■ Objective 1: In the page text, what is offered as a clear example of how present this kind of thinking is, especially about the changing climate?

■ Page text:
§

Again with the calendar/seasonal change, and all that brings with it in terms of reflecting on our lives and activity, I've been thinking of personal political activity, across the few general (broad/epic and.. important as such..) issues of: ecology/climate, production (or the mode there of, and social relations within), social political configurations (the 'how' of governance), and, in total immediacy, the consequences of these phenomena today: the treatment of populations seen as 'surplus' in the function of capital (including the incarcerated, and people more readily displaced and in flux by legacies of colonialism, poverty, and the effects of climate change being felt more in some parts of the world than others). This is stuff I think that's chewing through so many of our minds on an almost daily basis - and we can see through what social activity there is, how some responses to these are playing out in the world around us - protest, riot, campaigning, organising. The schoolkids' climate strikes of the last couple of years are a clear example of how much this kind of thinking is present among so many of us, particularly on the subject of the changing climate, which for many people can serve to dwarf over all else - as it seems to present so clearly an 'end of the road' for the status quo, and all the horror that we anticipate as the road meets the desert, meets the unknown, meets a more violent future..
Though I am here talking about experiences rooted broadly in the left wing/progressive, while it's also the case that the above factors are also generating (often more successful) state-aligned right wing and far-right mobilisations and developments. Developments that are upsetting to say the least, and I barely know how to begin thinking about countering that stuff (how do you change the mind that has wealth, to see that it's wealth is generated through exploitation and dispossession? How do you change the racist mind?).

§

■ Data for this task:
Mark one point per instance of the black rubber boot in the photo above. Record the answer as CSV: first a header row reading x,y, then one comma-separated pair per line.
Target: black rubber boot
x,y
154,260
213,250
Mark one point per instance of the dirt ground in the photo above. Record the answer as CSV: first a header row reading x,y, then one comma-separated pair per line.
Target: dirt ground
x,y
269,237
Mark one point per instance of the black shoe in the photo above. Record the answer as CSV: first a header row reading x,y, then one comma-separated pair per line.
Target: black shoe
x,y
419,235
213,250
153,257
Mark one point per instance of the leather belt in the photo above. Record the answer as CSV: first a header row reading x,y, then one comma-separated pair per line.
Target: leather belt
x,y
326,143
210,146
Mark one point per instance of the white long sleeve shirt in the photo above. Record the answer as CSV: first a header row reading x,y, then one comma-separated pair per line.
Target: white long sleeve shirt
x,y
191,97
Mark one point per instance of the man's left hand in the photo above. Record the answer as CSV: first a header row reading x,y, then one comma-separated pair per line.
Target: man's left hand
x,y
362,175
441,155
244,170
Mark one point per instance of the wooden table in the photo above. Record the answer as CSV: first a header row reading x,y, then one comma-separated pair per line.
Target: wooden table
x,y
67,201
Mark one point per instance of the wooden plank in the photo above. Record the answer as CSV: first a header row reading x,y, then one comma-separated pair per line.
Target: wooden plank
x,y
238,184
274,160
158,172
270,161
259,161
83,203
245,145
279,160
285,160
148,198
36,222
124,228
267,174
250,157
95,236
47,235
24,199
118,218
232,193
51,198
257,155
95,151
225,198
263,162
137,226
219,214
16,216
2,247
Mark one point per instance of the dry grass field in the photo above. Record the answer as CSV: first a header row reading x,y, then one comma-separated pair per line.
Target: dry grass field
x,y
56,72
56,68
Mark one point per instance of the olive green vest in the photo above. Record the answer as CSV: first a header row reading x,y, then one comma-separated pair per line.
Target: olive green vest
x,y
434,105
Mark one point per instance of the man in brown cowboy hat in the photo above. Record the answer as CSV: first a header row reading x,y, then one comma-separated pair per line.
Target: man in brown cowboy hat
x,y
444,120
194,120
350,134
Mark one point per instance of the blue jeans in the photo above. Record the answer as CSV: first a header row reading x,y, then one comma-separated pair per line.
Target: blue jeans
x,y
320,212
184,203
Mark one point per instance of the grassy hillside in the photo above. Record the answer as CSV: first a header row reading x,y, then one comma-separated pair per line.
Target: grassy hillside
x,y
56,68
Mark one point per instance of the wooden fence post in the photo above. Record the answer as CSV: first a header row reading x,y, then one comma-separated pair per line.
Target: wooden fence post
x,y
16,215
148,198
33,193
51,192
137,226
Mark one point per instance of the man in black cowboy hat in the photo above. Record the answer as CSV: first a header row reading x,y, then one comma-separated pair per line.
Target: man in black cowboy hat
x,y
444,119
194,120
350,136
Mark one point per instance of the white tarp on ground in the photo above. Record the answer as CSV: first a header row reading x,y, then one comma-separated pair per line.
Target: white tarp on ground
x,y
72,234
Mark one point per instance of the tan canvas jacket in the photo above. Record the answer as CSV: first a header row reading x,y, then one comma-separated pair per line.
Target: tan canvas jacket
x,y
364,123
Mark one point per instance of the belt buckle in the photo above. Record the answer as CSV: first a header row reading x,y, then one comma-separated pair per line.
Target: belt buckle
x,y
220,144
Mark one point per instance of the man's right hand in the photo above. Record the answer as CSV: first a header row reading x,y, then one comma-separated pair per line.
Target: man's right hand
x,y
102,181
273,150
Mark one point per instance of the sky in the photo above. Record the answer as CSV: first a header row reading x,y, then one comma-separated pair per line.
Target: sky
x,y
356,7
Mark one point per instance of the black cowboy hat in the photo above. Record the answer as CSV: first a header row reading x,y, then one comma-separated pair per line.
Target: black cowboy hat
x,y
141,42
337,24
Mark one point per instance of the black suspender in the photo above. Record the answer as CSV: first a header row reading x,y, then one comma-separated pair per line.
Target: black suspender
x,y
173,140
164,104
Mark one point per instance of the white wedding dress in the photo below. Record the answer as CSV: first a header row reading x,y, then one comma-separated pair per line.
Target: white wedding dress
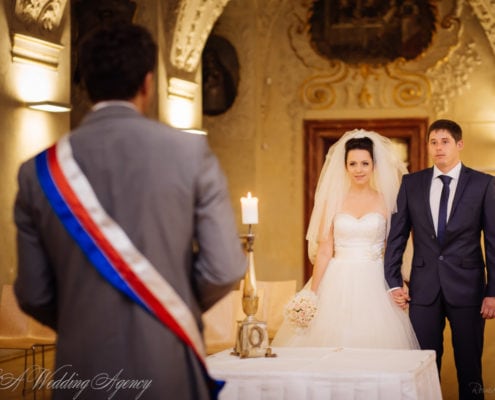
x,y
354,307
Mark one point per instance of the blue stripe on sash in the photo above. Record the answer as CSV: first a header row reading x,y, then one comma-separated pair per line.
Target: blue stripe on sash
x,y
76,230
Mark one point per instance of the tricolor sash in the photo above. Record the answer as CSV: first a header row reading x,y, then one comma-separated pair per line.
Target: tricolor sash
x,y
111,251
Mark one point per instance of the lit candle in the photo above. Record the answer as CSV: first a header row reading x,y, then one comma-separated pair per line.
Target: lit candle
x,y
249,207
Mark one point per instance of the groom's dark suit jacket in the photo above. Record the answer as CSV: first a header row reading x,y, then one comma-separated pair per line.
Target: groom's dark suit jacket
x,y
458,266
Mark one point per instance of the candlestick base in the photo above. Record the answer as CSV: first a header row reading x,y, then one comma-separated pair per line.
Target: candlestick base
x,y
252,339
252,335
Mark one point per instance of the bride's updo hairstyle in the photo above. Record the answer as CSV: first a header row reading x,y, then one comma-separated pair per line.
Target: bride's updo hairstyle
x,y
334,181
362,143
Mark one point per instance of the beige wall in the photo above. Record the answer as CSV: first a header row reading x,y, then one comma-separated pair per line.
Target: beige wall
x,y
23,132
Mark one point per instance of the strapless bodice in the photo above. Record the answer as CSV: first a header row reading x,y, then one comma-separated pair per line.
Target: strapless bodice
x,y
359,238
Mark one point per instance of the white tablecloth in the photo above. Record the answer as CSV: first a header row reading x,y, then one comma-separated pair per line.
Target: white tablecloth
x,y
328,373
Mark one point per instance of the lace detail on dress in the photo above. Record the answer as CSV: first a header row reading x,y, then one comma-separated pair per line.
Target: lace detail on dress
x,y
360,238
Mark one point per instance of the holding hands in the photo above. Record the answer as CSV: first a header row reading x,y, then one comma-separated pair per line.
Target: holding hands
x,y
401,296
488,308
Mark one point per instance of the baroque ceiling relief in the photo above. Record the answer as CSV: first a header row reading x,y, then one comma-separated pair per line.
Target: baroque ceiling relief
x,y
195,20
431,78
485,11
44,15
36,31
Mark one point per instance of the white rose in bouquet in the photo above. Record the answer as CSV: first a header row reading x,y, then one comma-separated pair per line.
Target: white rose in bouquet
x,y
301,309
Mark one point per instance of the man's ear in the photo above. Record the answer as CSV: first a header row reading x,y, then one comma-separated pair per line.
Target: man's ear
x,y
147,87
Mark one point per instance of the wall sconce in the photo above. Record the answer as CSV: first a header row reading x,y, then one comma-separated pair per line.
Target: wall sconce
x,y
196,131
49,106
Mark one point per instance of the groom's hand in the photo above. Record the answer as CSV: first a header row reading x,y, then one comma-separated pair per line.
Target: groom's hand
x,y
401,297
488,308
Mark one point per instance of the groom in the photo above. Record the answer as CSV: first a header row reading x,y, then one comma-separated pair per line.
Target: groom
x,y
447,207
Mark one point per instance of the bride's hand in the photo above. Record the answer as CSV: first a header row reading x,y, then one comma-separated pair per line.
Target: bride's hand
x,y
401,297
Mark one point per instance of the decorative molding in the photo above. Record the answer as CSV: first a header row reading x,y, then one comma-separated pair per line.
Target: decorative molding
x,y
27,49
485,12
44,14
398,84
181,88
451,77
194,22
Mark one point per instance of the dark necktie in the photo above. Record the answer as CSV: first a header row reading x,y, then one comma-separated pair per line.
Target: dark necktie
x,y
442,211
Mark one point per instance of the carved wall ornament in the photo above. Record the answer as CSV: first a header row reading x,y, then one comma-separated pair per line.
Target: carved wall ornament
x,y
43,14
194,23
398,83
375,32
485,11
450,78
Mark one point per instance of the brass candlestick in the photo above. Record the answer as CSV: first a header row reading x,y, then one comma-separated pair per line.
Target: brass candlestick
x,y
252,335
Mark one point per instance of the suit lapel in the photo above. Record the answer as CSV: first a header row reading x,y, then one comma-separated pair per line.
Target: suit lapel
x,y
461,186
427,176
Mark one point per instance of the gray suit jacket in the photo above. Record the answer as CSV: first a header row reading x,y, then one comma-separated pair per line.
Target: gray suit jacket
x,y
166,190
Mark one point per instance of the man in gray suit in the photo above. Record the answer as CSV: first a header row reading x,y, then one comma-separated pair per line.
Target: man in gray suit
x,y
107,220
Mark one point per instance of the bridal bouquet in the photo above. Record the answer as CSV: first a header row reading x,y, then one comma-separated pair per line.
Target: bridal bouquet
x,y
301,309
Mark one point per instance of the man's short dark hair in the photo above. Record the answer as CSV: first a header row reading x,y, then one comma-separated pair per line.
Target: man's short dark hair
x,y
446,124
115,59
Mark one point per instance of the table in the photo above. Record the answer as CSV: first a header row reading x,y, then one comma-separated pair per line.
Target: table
x,y
299,373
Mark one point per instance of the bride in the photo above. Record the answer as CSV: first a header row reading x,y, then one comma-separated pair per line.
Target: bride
x,y
354,200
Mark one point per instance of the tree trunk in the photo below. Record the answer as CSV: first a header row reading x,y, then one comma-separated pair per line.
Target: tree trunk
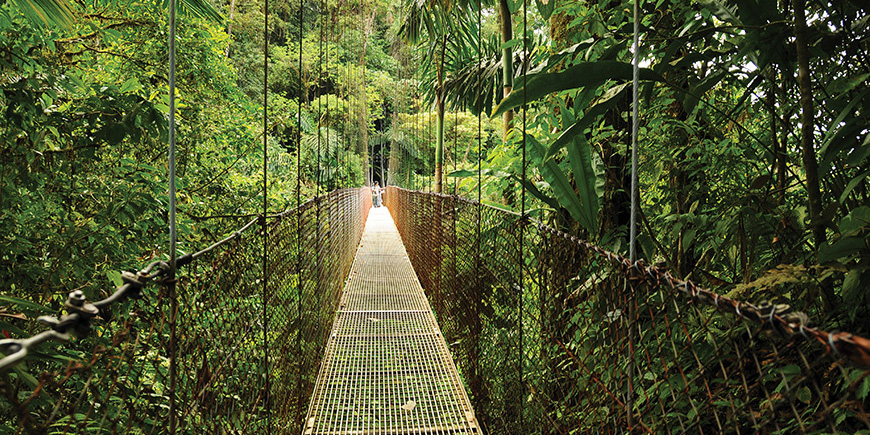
x,y
507,59
439,147
808,152
230,27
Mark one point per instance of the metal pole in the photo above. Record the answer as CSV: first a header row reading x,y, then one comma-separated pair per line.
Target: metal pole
x,y
632,242
635,123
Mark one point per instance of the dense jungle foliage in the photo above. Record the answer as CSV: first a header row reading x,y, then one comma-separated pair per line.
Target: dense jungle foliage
x,y
754,141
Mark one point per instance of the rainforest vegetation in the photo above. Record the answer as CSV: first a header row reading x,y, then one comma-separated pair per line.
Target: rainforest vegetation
x,y
753,137
754,145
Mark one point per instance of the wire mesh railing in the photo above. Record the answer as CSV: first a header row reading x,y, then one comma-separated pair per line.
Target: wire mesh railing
x,y
556,336
245,354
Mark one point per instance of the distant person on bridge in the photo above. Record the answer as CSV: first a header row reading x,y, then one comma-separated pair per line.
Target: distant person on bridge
x,y
377,190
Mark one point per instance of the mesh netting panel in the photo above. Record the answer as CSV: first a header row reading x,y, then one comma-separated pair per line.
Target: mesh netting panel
x,y
556,336
119,378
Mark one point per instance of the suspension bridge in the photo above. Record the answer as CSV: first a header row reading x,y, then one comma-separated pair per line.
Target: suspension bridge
x,y
458,318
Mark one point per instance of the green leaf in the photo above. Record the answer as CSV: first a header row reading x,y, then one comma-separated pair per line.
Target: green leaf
x,y
843,248
131,85
47,12
578,76
559,183
546,8
856,220
803,394
580,159
473,173
698,90
609,100
852,184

§

■ Objective 2: How many lines of the listing contain the word "ceiling"? Reply with the number only.

■ Correct result 1: The schoolkids' climate strikes of the last couple of years.

■ Correct result 2: 2